▶ **Work task 1**
Read the guest post on time and decide whether each statement agrees with it: (a) Young people experience Time as dragging. (b) Time slows down from about the middle ’50s onward. (c) Emily Morgan hosts a podcast called The Grand Life. For each, answer yes or no and quote the deciding words.
▶ **Work task 2**
Repeat the part of the guest post on time starting with "When you hit" and going on through "improvements to schedule.".
*** Text excerpt Section Begins ***
This guest post is by Emily Morgan, the host of the podcast The Grand Life, an exploration of grandparenting, the relationships within the role, and the ways in which our grandparenting impacts our children and their children.
If there’s one thing that this pandemic has taught me, it’s that time looks and feels different to different people, depending on their age and their circumstances. When you’re young, Time is a sloth. It drags. You will never finish 3rd grade, you will never go to high school, you will never drive a car.
When you’re in your middle years, Time speeds up a bit. You have to get that college essay finished, you have to update your resume, you have to finish painting the baby’s nursery. But, still, Time is taking its sweet self while you’re working towards that advanced degree, interviewing for a new job, or waiting for the birth of your baby.
Time is non-refundable; use it with intention.
When you hit about the middle ’50s and beyond, Time accelerates. Your children are packing up and moving out; your basement is filled to the brim and needs a good cleaning; you have taxes, bills, and home improvements to schedule.
*** Text excerpt Section Ends ***
*** Extracted information Section Begins ***
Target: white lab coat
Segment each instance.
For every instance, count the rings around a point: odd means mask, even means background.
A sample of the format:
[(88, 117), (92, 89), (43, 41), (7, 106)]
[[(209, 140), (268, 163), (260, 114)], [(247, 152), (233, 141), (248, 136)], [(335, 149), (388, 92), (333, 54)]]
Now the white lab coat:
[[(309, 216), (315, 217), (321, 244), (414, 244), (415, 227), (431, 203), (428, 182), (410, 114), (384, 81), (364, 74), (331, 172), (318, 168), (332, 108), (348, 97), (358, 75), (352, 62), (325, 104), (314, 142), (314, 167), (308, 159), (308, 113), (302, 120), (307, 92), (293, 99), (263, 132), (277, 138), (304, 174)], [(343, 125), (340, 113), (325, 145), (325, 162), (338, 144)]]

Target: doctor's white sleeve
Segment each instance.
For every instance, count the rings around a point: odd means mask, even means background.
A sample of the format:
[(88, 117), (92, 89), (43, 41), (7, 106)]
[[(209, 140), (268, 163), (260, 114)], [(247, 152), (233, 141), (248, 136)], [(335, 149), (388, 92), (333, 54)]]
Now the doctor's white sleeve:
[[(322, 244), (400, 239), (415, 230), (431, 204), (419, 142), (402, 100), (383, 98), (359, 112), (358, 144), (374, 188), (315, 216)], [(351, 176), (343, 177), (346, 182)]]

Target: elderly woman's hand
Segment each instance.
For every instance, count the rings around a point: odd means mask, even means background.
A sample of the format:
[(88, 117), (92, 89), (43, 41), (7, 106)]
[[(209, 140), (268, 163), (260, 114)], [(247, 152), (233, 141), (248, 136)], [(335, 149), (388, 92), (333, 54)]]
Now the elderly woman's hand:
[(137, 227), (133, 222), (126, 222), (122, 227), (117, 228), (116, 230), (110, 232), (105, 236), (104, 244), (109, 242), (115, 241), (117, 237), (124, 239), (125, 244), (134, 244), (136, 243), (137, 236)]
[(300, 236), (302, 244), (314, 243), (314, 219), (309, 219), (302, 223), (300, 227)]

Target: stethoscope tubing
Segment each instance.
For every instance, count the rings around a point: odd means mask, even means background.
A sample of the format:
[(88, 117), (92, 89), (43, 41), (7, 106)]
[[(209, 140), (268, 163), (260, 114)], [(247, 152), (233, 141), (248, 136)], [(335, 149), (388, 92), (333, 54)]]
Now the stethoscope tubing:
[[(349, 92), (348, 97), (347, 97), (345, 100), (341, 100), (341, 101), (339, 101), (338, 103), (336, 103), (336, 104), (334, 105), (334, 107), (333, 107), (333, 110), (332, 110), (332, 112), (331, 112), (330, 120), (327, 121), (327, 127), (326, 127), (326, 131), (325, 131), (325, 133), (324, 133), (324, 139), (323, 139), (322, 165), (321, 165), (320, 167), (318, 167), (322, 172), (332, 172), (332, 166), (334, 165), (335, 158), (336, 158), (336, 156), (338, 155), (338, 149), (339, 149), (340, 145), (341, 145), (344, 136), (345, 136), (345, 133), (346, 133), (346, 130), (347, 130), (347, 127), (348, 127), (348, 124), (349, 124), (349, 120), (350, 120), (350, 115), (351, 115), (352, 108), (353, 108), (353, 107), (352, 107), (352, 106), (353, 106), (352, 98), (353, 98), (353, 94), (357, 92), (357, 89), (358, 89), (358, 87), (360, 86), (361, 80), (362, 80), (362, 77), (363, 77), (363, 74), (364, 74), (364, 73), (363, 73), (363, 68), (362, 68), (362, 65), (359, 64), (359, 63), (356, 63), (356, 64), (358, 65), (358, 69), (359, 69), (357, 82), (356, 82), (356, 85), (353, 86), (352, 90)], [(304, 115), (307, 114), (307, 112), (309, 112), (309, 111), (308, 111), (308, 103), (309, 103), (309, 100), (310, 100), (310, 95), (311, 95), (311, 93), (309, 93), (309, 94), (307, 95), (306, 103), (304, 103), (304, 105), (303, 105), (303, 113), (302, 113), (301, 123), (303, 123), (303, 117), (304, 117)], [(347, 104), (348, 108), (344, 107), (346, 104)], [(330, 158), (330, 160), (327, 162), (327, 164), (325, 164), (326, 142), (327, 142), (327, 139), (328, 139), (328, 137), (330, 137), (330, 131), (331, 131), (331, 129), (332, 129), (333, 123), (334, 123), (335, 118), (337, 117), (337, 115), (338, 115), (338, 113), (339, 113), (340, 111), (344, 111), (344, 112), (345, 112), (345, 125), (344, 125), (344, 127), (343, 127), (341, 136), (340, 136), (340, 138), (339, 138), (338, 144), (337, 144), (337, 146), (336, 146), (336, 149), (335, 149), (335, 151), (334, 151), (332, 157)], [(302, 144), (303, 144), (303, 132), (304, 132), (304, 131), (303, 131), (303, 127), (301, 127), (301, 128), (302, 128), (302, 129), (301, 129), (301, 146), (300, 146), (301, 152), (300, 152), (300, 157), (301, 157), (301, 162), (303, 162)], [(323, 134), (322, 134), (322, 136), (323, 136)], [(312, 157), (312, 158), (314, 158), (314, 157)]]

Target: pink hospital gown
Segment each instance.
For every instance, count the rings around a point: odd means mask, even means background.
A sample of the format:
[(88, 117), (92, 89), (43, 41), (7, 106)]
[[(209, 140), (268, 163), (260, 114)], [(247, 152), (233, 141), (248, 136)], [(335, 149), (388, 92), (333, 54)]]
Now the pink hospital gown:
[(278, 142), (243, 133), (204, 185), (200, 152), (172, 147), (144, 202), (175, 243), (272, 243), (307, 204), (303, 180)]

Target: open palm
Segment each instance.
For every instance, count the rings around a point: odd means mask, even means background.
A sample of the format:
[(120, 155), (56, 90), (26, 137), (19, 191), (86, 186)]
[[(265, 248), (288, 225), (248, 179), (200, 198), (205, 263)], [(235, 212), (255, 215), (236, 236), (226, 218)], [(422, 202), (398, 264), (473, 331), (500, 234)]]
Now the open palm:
*** Extracted information Section Ends ***
▶ **Worked solution 1**
(a) Yes: "When you’re young, Time is a sloth. It drags."
(b) No: "When you hit about the middle ’50s and beyond, Time accelerates."
(c) Yes: "the host of the podcast The Grand Life"

▶ **Worked solution 2**
When you hit about the middle ’50s and beyond, Time accelerates. Your children are packing up and moving out; your basement is filled to the brim and needs a good cleaning; you have taxes, bills, and home improvements to schedule.